━━━━━ Available data

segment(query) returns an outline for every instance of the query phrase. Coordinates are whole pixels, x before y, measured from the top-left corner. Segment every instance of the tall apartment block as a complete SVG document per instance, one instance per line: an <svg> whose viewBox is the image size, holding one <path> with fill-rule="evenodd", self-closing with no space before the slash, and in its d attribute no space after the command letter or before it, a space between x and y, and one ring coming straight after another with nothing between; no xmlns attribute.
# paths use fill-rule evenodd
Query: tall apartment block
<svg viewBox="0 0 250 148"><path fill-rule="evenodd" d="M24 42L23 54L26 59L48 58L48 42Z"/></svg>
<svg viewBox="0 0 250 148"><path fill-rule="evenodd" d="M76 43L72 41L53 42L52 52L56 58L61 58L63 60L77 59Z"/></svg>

━━━━━━━━━━

### Exercise directions
Each line above is to be repeated exactly.

### Response for this exercise
segment(query) returns an outline for every instance of the query phrase. Coordinates are whole pixels, x before y, measured from the top-left corner. Segment every instance of the tall apartment block as a complete SVG document per instance, one instance per line: an <svg> whose viewBox is the image size, holding one <path> with fill-rule="evenodd", self-closing with no space before the slash, and in its d attribute no space after the command letter or before it, a space between x and y, and one ring coming straight after another with nothing between; no xmlns attribute.
# paths use fill-rule evenodd
Query: tall apartment block
<svg viewBox="0 0 250 148"><path fill-rule="evenodd" d="M24 42L23 54L26 59L48 58L48 42Z"/></svg>
<svg viewBox="0 0 250 148"><path fill-rule="evenodd" d="M76 43L72 41L53 42L52 52L56 58L61 58L63 60L77 59Z"/></svg>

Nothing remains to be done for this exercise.